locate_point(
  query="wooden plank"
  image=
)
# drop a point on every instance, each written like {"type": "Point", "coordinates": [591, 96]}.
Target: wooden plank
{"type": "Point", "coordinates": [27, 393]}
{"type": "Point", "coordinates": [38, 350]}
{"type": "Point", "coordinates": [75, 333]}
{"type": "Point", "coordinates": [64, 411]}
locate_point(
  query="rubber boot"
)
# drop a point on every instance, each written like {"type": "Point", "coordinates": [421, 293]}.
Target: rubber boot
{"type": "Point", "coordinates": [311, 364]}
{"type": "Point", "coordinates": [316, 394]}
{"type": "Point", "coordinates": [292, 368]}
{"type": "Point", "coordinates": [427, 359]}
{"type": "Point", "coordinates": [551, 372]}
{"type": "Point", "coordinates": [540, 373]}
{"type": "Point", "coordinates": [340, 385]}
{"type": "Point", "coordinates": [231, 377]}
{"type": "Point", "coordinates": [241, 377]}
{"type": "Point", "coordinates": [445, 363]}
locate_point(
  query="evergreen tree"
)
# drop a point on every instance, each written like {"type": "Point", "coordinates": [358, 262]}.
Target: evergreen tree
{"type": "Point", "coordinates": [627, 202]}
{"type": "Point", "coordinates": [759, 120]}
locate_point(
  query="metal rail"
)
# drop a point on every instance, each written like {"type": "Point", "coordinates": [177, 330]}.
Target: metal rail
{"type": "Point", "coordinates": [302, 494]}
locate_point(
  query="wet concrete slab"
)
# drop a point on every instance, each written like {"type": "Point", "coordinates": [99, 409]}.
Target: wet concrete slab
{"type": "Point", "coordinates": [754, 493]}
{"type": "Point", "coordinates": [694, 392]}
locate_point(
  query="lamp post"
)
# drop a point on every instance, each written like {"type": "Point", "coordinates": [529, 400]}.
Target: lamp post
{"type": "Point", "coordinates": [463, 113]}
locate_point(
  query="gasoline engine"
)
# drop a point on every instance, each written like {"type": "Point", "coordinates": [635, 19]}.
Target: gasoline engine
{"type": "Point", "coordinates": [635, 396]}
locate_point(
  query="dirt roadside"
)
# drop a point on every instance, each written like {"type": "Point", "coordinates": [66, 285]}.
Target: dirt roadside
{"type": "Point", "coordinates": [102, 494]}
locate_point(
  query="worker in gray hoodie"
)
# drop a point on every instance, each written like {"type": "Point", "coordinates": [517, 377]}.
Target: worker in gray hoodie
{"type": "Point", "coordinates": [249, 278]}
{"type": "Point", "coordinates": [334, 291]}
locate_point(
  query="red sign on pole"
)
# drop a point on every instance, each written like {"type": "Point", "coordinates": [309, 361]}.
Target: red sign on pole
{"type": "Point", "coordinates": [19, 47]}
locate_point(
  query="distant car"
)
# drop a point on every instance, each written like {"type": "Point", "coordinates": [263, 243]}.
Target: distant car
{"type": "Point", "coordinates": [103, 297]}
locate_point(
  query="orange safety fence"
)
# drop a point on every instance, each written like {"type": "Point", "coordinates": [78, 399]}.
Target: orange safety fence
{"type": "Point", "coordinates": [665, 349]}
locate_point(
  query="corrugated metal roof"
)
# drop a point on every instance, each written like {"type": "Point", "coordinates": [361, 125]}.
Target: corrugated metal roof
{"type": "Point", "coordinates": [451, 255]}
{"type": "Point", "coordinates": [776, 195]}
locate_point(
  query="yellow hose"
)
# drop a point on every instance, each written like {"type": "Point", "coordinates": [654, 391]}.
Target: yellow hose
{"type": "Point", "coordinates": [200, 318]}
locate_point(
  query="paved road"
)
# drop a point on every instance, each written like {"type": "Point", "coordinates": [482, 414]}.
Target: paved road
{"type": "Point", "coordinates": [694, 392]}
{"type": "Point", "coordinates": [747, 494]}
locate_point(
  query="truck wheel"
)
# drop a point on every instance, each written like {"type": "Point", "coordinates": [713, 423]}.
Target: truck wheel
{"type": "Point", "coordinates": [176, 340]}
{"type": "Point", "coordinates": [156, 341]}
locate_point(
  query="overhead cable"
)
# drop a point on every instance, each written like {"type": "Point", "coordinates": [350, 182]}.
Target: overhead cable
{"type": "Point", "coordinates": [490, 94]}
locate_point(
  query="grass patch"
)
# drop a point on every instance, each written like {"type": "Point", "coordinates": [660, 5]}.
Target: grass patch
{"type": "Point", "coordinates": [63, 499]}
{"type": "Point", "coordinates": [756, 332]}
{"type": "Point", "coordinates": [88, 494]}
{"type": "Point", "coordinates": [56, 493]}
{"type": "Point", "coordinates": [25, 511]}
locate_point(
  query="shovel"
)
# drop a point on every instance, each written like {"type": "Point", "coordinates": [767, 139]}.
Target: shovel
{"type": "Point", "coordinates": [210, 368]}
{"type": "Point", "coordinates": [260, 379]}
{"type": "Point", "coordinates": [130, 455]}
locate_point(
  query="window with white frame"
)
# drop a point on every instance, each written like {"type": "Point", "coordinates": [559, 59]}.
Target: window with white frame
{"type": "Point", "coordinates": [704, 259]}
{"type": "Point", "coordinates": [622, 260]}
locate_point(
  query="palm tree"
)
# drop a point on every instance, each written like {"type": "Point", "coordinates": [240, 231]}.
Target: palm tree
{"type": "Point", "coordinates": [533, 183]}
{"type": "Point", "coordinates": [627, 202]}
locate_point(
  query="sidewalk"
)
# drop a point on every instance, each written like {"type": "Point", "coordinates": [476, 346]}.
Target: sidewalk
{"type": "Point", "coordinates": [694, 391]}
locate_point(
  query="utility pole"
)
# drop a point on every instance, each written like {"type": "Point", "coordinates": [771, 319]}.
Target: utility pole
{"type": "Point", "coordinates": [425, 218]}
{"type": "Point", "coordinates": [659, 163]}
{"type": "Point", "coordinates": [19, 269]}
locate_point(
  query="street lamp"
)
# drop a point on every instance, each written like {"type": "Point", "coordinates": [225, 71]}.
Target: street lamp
:::::
* _TASK BRIEF_
Return the entries above exactly, each one complete.

* _FINISHED TASK_
locate_point(
  query="wooden plank"
  image=
)
# drop a point on every instance, each written like {"type": "Point", "coordinates": [591, 96]}.
Target: wooden plank
{"type": "Point", "coordinates": [27, 393]}
{"type": "Point", "coordinates": [38, 350]}
{"type": "Point", "coordinates": [75, 333]}
{"type": "Point", "coordinates": [64, 411]}
locate_point(
  query="rubber boot"
)
# drop a point on every instance, each written like {"type": "Point", "coordinates": [421, 293]}.
Target: rubber boot
{"type": "Point", "coordinates": [311, 364]}
{"type": "Point", "coordinates": [316, 394]}
{"type": "Point", "coordinates": [292, 368]}
{"type": "Point", "coordinates": [427, 359]}
{"type": "Point", "coordinates": [551, 372]}
{"type": "Point", "coordinates": [540, 373]}
{"type": "Point", "coordinates": [340, 385]}
{"type": "Point", "coordinates": [231, 377]}
{"type": "Point", "coordinates": [241, 377]}
{"type": "Point", "coordinates": [445, 363]}
locate_point(
  query="evergreen tree"
)
# drop a point on every instance, each written like {"type": "Point", "coordinates": [358, 262]}.
Target: evergreen tree
{"type": "Point", "coordinates": [627, 202]}
{"type": "Point", "coordinates": [759, 120]}
locate_point(
  query="metal rail"
)
# drop a point on every instance, each written like {"type": "Point", "coordinates": [177, 330]}.
Target: metal rail
{"type": "Point", "coordinates": [302, 494]}
locate_point(
  query="wet concrete slab"
)
# drop a point on every instance, each written like {"type": "Point", "coordinates": [99, 409]}.
Target: wet concrete slab
{"type": "Point", "coordinates": [754, 493]}
{"type": "Point", "coordinates": [694, 392]}
locate_point(
  query="lamp post"
)
# drop a point on every instance, each written like {"type": "Point", "coordinates": [529, 400]}.
Target: lamp post
{"type": "Point", "coordinates": [463, 113]}
locate_point(
  query="gasoline engine"
)
# drop a point on every instance, each written like {"type": "Point", "coordinates": [635, 19]}.
Target: gasoline engine
{"type": "Point", "coordinates": [635, 396]}
locate_point(
  query="dirt roadside"
)
# drop a point on every instance, each written like {"type": "Point", "coordinates": [66, 285]}.
Target: dirt roadside
{"type": "Point", "coordinates": [102, 494]}
locate_point(
  query="worker in gray hoodie"
)
# drop a point on every instance, each written like {"type": "Point", "coordinates": [517, 377]}.
Target: worker in gray hoodie
{"type": "Point", "coordinates": [249, 278]}
{"type": "Point", "coordinates": [334, 291]}
locate_point(
  query="red sign on pole"
)
# drop a point on every instance, each written like {"type": "Point", "coordinates": [309, 361]}.
Target: red sign on pole
{"type": "Point", "coordinates": [19, 47]}
locate_point(
  query="distant car"
)
# drop a point on every instance, each written like {"type": "Point", "coordinates": [263, 243]}.
Target: distant car
{"type": "Point", "coordinates": [103, 297]}
locate_point(
  query="orange safety fence"
)
# drop a point on every instance, each written like {"type": "Point", "coordinates": [78, 399]}.
Target: orange safety fence
{"type": "Point", "coordinates": [665, 349]}
locate_point(
  query="corrugated metal roof"
)
# drop a point on every instance, each written like {"type": "Point", "coordinates": [361, 125]}.
Target: corrugated metal roof
{"type": "Point", "coordinates": [451, 255]}
{"type": "Point", "coordinates": [776, 195]}
locate_point(
  query="yellow hose"
)
# drop a point on every instance, each written like {"type": "Point", "coordinates": [654, 391]}.
Target: yellow hose
{"type": "Point", "coordinates": [200, 318]}
locate_point(
  query="paved road"
)
# drop a point on every instance, each written like {"type": "Point", "coordinates": [482, 414]}.
Target: paved road
{"type": "Point", "coordinates": [694, 392]}
{"type": "Point", "coordinates": [747, 494]}
locate_point(
  query="truck wheel"
)
# drop a point on every instance, each written like {"type": "Point", "coordinates": [713, 423]}.
Target: truck wheel
{"type": "Point", "coordinates": [176, 340]}
{"type": "Point", "coordinates": [156, 341]}
locate_point(
  query="overhead cable"
)
# drop a point on every instance, each written like {"type": "Point", "coordinates": [350, 182]}.
Target: overhead cable
{"type": "Point", "coordinates": [490, 94]}
locate_point(
  query="grass patch"
)
# drop a point on every instance, each written like {"type": "Point", "coordinates": [660, 5]}.
Target: grass patch
{"type": "Point", "coordinates": [63, 499]}
{"type": "Point", "coordinates": [756, 332]}
{"type": "Point", "coordinates": [88, 494]}
{"type": "Point", "coordinates": [56, 493]}
{"type": "Point", "coordinates": [25, 511]}
locate_point(
  query="shovel"
)
# drop a point on every instance, each written like {"type": "Point", "coordinates": [767, 139]}.
Target: shovel
{"type": "Point", "coordinates": [210, 368]}
{"type": "Point", "coordinates": [260, 379]}
{"type": "Point", "coordinates": [130, 455]}
locate_point(
  query="window with white frame"
)
# drop a point on every instance, each written like {"type": "Point", "coordinates": [559, 59]}.
Target: window with white frame
{"type": "Point", "coordinates": [704, 259]}
{"type": "Point", "coordinates": [622, 260]}
locate_point(
  query="palm tree"
)
# drop a point on every instance, each written like {"type": "Point", "coordinates": [240, 231]}.
Target: palm tree
{"type": "Point", "coordinates": [533, 183]}
{"type": "Point", "coordinates": [627, 202]}
locate_point(
  query="sidewalk"
)
# drop a point on every instance, each written like {"type": "Point", "coordinates": [476, 346]}.
Target: sidewalk
{"type": "Point", "coordinates": [694, 391]}
locate_point(
  query="utility pole"
)
# drop a point on every instance, each written like {"type": "Point", "coordinates": [771, 319]}.
Target: utility pole
{"type": "Point", "coordinates": [425, 218]}
{"type": "Point", "coordinates": [659, 163]}
{"type": "Point", "coordinates": [19, 269]}
locate_point(
  query="street lamp"
)
# drop a point on every instance, each written like {"type": "Point", "coordinates": [225, 71]}.
Target: street lamp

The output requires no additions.